- Document extract:
-- Opening Marker --
Before 1993, most companies set up a distribution structure based on a network of distribution centers in major countries in which they were present. Since cross-border transactions have increased drastically after the creation of the European Internal Market in 1993 and the fall of the Iron Curtain, most companies consolidated their national distribution centers to European distribution centers (EDC) covering all of Europe.
A few main developments characterize contemporary logistics networks in Europe. First, the evolution from EDC to a networked EDC reducing labor requirements but demanding higher skills. Second, fewer VALS are performed at the central distribution centers as these are decentralized or moved to low-cost production facilities or even overseas to the source. Third, the EDC can be bypassed altogether by cross-docking, merge in transit, or adequate consolidation at the supplier transport hub. Fourth, a shift in location occurs caused by market dynamics (distribution follows demand) and logistics trends. This can lead to a decoupling of one EDC serving the whole European market to two or even three EDCs of similar status spread over Europe (twin or triple EDCs). Fifth, specific sectors require EDCs for their supply chain like basic processing industries (chemicals, food, etc..), sectors with a low logistics cost (pharmaceutical, medical), and Asian SMEs with new emerging global brands from China. These trends could cause stagnation in EDC investments and growth. The fifth trend does not offset the others. Existing EDCs will be transformed into networked EDCs reducing employment possibilities. This does not mean that investments in new specialized EDCs in ports are not possible. For the aforementioned sectors or transporters requiring sea-sea trades, these distribution centers are still required.
-- Closing Marker --
- Check your understanding:
1) Using the passage on European distribution centers, explain in one to three sentences why most companies replaced their national distribution centers with European distribution centers.
2) According to the passage on European distribution centers, what three methods can bypass the EDC altogether?

- Extracted data:
-- Opening Marker --
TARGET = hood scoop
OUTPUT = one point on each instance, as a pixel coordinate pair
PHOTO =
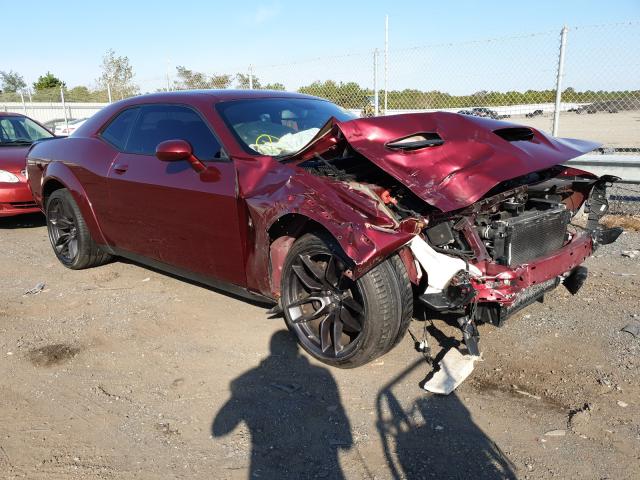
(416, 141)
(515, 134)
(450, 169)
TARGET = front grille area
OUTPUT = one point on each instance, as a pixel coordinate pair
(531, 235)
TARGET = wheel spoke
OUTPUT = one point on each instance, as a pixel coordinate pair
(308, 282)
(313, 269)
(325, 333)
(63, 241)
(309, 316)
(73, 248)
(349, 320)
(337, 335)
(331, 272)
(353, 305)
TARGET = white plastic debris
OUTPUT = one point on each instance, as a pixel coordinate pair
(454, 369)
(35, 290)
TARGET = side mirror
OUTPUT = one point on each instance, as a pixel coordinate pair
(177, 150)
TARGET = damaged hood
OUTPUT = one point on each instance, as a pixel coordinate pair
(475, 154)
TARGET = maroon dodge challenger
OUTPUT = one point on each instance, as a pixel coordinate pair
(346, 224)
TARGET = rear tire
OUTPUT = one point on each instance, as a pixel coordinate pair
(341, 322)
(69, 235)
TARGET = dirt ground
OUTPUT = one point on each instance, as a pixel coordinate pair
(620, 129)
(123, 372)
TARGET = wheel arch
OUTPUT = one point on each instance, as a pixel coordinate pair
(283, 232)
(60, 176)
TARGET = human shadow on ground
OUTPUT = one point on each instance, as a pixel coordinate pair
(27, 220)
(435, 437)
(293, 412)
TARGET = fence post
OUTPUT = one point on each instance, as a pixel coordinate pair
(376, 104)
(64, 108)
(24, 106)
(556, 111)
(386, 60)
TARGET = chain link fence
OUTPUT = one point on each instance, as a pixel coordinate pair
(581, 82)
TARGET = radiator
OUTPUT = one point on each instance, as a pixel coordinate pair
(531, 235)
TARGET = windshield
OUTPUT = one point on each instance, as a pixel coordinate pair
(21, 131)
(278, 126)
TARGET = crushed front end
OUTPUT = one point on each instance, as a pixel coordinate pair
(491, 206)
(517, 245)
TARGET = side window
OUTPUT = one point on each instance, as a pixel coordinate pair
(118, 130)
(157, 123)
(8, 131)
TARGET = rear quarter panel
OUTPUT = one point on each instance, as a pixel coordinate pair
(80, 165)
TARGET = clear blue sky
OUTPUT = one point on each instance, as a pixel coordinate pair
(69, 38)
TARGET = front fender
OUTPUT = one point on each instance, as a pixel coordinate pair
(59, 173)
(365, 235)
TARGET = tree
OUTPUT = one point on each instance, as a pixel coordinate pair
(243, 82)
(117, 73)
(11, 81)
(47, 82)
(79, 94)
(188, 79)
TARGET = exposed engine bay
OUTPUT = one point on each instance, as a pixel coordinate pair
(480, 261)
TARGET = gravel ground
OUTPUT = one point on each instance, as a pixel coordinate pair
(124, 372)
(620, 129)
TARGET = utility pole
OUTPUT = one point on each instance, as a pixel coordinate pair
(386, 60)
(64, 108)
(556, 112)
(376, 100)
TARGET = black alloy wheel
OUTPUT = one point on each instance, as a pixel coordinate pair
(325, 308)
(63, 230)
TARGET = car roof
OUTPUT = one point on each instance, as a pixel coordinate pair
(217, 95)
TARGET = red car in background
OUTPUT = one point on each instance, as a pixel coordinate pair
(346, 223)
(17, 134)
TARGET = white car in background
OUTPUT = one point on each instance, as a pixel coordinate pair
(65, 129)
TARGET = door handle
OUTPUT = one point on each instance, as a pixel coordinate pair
-- Closing Marker --
-- Opening Marker --
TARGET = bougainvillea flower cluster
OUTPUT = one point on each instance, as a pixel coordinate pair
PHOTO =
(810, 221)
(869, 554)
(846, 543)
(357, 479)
-- Closing Marker --
- Responses to the tasks:
1) Cross-border transactions increased drastically after the European Internal Market was created in 1993 and the Iron Curtain fell. In response, most companies consolidated their national distribution centers into European distribution centers covering all of Europe.

2) Cross-docking, merge in transit, and adequate consolidation at the supplier transport hub.